**Prompt**:
Recast all of the data below as a Markdown table with the columns Row and Line, giving each non-blank line its own numbered row. Leave the pictures out of the table.

**Given entries**:

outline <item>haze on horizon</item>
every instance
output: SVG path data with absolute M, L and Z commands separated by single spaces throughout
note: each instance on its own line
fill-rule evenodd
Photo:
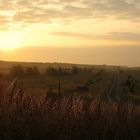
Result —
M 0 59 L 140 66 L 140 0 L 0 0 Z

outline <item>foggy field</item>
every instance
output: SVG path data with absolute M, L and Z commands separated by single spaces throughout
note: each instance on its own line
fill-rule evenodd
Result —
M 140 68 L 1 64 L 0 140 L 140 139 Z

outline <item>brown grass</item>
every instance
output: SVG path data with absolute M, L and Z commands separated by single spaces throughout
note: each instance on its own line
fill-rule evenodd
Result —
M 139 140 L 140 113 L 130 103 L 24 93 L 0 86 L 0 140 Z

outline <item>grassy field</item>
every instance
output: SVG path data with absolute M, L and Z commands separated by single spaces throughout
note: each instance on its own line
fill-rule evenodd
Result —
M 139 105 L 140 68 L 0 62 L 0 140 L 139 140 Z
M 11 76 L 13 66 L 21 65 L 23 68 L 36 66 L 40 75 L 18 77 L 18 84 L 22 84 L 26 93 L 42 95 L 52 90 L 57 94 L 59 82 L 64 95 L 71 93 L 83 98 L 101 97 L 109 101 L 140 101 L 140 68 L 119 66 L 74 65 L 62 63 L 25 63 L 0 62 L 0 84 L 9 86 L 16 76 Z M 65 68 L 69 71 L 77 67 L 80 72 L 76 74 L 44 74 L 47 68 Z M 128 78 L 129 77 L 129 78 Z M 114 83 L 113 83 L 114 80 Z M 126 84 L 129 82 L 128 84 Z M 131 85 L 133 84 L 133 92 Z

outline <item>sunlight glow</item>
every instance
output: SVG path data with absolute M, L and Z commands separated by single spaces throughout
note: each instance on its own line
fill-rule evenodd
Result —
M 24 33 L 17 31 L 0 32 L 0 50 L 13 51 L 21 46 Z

**Result below**:
| Row | Line |
|---|---|
| 1 | outline <item>haze on horizon</item> |
| 2 | every instance |
| 3 | output: SVG path data with absolute M, L and Z commands separated by single spaces throughout |
| 4 | note: each instance on its own line |
| 5 | fill-rule evenodd |
| 6 | Photo: |
| 7 | Result — |
| 8 | M 0 59 L 140 66 L 140 0 L 0 0 Z |
| 9 | outline <item>foggy field</item> |
| 10 | every instance |
| 11 | output: SVG path data with absolute M, L and Z commands separated by single spaces throughout |
| 12 | note: each instance on its own line |
| 13 | fill-rule evenodd |
| 14 | Result — |
| 15 | M 140 68 L 1 64 L 0 140 L 140 139 Z |
| 16 | outline <item>brown grass</item> |
| 17 | every instance |
| 18 | output: SVG path data with absolute M, L and Z commands separated by single spaces throughout |
| 19 | note: each instance on its own line |
| 20 | fill-rule evenodd |
| 21 | Result — |
| 22 | M 139 140 L 140 113 L 130 103 L 24 93 L 0 86 L 0 140 Z |
| 23 | outline <item>grassy field</item> |
| 24 | every instance |
| 25 | output: SVG path data with absolute M, L and Z commands separated by single spaces throughout |
| 26 | note: each instance on its own line |
| 27 | fill-rule evenodd |
| 28 | Result — |
| 29 | M 139 105 L 140 68 L 0 62 L 0 140 L 139 140 Z |
| 30 | M 11 76 L 13 66 L 21 65 L 23 68 L 36 66 L 40 75 L 18 77 L 18 84 L 22 84 L 26 93 L 42 95 L 52 90 L 57 94 L 59 82 L 64 95 L 71 93 L 83 98 L 101 97 L 109 101 L 140 101 L 140 68 L 119 66 L 74 65 L 62 63 L 25 63 L 0 62 L 0 84 L 9 86 L 16 76 Z M 65 68 L 69 71 L 77 67 L 80 72 L 76 74 L 44 74 L 47 68 Z M 128 78 L 129 77 L 129 78 Z M 114 83 L 113 83 L 114 80 Z M 126 84 L 129 82 L 128 84 Z M 131 85 L 133 84 L 133 92 Z |
| 31 | outline <item>sunlight glow</item> |
| 32 | every instance |
| 33 | output: SVG path data with absolute M, L and Z commands separated by single spaces throughout |
| 34 | note: each instance on its own line |
| 35 | fill-rule evenodd |
| 36 | Result — |
| 37 | M 24 33 L 17 31 L 0 32 L 0 50 L 13 51 L 21 46 Z |